#### [Список заданий]
1. Замените «инструментом» на «средством» во фрагменте текста об эстетике от «Эстетика, не будучи» вплоть до «т. е. культуры.» включительно и приведите этот фрагмент целиком.
2. Продолжите текст об эстетике, начав сразу после его последнего предложения.

#### [Исходный текст]
* * * * *
Научный характер эстетического знания связан отнюдь не с претензией на «истину в последней инстанции» и не с канонизацией неких абсолютных правил для художественного творчества, асо способностью этого знания отображать и фиксировать наиболее существенное, важное в эстетическом освоении человеком действительности, анализировать проявляемые в этом процессе закономерности, выделяя общее и типологическое в диалектической увязке с уникальным и неповторимым.

Данный критерий однако значим как при анализе эстетической (чувственно-ценностной) проблематики, так и вопросов, подпадающих под компетенцию общефилософской теории искусства.

Эстетика, не будучи наукой о нормах, между тем содержит в себе знания в известном смысле нормативного характера. В ее арсенале целая система типологических понятий — категорий, фиксирующих самые разные и наиболее существенные стороны проявления эстетической практики и сознания.

Использование их при анализе процесса эстетического освоения человеком действительности позволяет глубже, всестороннее и целостнее познавать и преобразовывать ее «по законам красоты». Сами эстетические категории и критерии, будучи важным инструментом познания и практического освоения действительности, есть следствие длительного исторического процесса эстетического взаимодействия человека с миром, его очеловечивания, создания мира «второй природы», т. е. культуры.
* * * * *
#### [Предоставленные записи]
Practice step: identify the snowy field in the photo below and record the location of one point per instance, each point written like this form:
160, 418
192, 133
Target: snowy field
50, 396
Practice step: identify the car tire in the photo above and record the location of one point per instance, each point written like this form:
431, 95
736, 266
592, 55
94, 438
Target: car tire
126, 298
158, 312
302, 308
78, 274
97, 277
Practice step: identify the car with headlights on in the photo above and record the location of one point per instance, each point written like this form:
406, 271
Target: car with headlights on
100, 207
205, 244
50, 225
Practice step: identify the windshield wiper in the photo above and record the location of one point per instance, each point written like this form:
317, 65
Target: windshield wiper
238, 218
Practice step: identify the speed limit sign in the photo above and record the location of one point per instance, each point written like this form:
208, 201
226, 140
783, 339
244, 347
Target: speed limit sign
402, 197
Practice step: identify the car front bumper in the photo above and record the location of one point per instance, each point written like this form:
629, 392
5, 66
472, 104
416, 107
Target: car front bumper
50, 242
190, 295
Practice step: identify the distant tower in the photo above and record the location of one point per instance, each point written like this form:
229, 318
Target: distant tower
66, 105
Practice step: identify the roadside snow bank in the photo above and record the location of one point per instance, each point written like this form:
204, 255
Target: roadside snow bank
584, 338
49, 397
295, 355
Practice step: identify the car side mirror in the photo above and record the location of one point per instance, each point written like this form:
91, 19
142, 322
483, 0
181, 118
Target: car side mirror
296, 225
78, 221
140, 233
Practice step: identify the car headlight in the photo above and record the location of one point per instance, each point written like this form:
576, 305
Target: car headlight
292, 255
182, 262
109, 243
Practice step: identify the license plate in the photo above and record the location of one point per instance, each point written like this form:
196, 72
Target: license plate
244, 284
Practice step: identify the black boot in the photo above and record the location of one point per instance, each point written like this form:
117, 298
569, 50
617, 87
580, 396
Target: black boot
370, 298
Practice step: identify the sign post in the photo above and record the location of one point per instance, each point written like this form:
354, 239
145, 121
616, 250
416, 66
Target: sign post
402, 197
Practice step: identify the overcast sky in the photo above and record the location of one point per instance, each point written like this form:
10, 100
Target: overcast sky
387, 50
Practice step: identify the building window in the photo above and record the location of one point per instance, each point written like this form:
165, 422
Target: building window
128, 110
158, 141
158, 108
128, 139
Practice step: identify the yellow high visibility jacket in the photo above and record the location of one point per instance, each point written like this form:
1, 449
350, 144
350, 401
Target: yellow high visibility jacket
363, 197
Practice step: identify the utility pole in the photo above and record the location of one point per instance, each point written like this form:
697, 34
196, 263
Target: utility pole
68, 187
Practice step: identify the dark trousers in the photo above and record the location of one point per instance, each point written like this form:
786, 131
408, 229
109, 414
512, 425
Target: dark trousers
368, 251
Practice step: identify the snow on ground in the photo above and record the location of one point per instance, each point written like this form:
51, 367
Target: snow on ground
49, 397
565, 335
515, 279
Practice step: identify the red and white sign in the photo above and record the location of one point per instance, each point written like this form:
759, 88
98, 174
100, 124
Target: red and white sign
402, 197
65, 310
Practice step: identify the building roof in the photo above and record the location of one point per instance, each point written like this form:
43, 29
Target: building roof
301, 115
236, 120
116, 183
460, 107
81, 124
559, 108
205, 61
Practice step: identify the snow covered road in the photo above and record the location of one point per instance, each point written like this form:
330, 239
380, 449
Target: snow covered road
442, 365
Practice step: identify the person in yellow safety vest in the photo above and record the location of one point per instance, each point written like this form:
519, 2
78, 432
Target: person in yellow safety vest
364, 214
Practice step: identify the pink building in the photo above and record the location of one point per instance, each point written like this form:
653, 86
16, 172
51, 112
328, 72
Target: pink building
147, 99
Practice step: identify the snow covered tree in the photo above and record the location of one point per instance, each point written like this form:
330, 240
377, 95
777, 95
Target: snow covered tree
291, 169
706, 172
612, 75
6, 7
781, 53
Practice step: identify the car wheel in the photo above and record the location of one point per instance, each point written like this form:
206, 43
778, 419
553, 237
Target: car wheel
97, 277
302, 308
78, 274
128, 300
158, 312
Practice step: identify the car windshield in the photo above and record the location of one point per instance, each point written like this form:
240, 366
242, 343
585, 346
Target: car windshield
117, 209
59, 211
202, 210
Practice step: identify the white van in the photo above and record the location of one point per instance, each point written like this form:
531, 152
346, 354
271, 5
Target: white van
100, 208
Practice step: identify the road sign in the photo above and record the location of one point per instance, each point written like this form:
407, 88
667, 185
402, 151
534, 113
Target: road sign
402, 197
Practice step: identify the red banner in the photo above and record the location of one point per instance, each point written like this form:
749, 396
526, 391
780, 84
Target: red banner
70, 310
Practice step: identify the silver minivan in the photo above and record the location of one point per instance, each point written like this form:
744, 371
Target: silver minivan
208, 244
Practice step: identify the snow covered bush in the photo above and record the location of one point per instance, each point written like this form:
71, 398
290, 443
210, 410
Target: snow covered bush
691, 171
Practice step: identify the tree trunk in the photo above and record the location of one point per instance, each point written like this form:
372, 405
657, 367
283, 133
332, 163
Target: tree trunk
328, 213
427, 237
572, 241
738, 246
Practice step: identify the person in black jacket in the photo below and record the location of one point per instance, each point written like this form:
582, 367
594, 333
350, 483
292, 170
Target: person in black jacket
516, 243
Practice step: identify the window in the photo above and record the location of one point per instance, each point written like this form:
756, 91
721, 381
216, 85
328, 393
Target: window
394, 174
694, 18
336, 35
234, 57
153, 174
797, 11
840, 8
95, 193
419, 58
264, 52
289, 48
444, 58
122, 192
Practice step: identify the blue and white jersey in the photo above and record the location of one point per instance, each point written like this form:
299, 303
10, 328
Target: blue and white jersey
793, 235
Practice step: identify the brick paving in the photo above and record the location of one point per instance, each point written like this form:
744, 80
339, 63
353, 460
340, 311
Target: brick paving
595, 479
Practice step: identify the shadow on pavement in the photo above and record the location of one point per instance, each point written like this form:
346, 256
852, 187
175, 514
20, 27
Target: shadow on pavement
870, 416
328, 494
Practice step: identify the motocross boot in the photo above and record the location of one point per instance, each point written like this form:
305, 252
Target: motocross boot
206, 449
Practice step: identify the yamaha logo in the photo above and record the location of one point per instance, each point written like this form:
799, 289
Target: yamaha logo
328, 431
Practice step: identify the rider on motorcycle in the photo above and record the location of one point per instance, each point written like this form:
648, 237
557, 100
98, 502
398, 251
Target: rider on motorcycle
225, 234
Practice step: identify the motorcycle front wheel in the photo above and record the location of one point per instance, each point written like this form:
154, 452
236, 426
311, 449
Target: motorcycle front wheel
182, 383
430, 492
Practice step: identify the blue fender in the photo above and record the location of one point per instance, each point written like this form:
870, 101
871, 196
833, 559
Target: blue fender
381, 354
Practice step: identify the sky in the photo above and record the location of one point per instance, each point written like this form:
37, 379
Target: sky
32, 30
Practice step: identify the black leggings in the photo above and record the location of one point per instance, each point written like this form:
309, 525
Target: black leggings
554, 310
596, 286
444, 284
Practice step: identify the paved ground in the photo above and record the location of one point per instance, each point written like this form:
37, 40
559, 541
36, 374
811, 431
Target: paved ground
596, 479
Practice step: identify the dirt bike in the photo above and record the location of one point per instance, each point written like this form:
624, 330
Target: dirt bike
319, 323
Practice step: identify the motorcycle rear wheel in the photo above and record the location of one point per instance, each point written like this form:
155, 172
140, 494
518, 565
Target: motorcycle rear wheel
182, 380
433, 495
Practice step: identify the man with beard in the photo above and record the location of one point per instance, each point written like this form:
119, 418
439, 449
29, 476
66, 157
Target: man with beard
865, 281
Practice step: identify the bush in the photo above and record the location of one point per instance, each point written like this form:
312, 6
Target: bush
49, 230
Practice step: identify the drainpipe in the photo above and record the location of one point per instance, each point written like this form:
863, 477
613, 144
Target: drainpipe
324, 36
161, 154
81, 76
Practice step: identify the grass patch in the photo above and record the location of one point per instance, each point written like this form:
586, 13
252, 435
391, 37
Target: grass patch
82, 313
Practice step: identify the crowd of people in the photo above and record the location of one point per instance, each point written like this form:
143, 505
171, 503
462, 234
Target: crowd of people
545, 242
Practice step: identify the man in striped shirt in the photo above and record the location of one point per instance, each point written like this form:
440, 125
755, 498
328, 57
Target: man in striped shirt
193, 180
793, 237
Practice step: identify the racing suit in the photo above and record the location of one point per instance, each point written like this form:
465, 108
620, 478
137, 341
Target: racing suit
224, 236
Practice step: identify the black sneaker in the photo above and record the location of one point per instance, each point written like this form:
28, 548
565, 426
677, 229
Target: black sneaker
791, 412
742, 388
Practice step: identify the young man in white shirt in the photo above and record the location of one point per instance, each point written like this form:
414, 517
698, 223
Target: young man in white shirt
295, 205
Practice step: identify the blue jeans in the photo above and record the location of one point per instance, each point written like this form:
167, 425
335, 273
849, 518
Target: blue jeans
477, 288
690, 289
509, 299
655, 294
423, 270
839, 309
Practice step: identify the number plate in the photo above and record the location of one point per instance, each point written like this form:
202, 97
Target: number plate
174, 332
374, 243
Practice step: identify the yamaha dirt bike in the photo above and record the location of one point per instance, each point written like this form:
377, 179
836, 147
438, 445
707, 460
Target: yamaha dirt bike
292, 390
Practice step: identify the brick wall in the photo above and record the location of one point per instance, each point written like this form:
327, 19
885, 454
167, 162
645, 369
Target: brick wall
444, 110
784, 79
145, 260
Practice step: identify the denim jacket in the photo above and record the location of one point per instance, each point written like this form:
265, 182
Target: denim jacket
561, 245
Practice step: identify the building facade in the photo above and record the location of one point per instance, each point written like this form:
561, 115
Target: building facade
* * * * *
#### [Ответы по заданиям]
1.
Эстетика, не будучи наукой о нормах, между тем содержит в себе знания в известном смысле нормативного характера. В ее арсенале целая система типологических понятий — категорий, фиксирующих самые разные и наиболее существенные стороны проявления эстетической практики и сознания.

Использование их при анализе процесса эстетического освоения человеком действительности позволяет глубже, всестороннее и целостнее познавать и преобразовывать ее «по законам красоты». Сами эстетические категории и критерии, будучи важным средством познания и практического освоения действительности, есть следствие длительного исторического процесса эстетического взаимодействия человека с миром, его очеловечивания, создания мира «второй природы», т. е. культуры.

2.
Акцент на общем и типологическом в эстетическом знании очень важен.

Противоположная точка зрения, сосредоточивающая внимание лишь на индивидуальном и неповторимом, что характерно для концепций позитивистского и интуитивистского толка, по существу, отказывает эстетике в научности, ведет к ее ликвидации. Так, еще в XIX в. известный французский философ и эстетик Ипполит Тэн (1828-1893), стоявший фактически на позициях позитивистской методологии в анализе искусства, писал: «Мое дело изложить факты и показать каким образом произошли они» (И. Тэн. Философия искусства.— М., 1996.— С. 13).

Представители ряда современных ведущих на Западе интеллектуальных направлений в своем отрицании научности эстетического знания идут значительно дальше. К примеру, сторонники лингвистической философии, иначе называемой «концептуальный анализ», вообще не зачисляют эстетику в разряд «респектабельных» философских дисциплин на том основании, что язык ее полон неясности и эстетические суждения зачастую демонстрируют бессмысленность. Однако отказывать эстетике в способности проникновения в суть соответствующих явлений на основании, что эстетические термины подчиняются иной логике, нежели логика обычных описательных выражений, вряд ли обоснованно. Как утверждает один из видных английских эстетиков Р. Вудфилд, оппонируя позитивистам-логикам, «назвать китайскую вазу «элегантной» не то же самое, что назвать ее «красивой», «изящное» отличается от «тонкого», — и все эти терминологические различия доступны анализу» (Р.Вудфилд. Мозаика мировой эстетики//Искусство.— 1989,— № 9.— С. 47). Представляется, что данный вывод более конструктивен.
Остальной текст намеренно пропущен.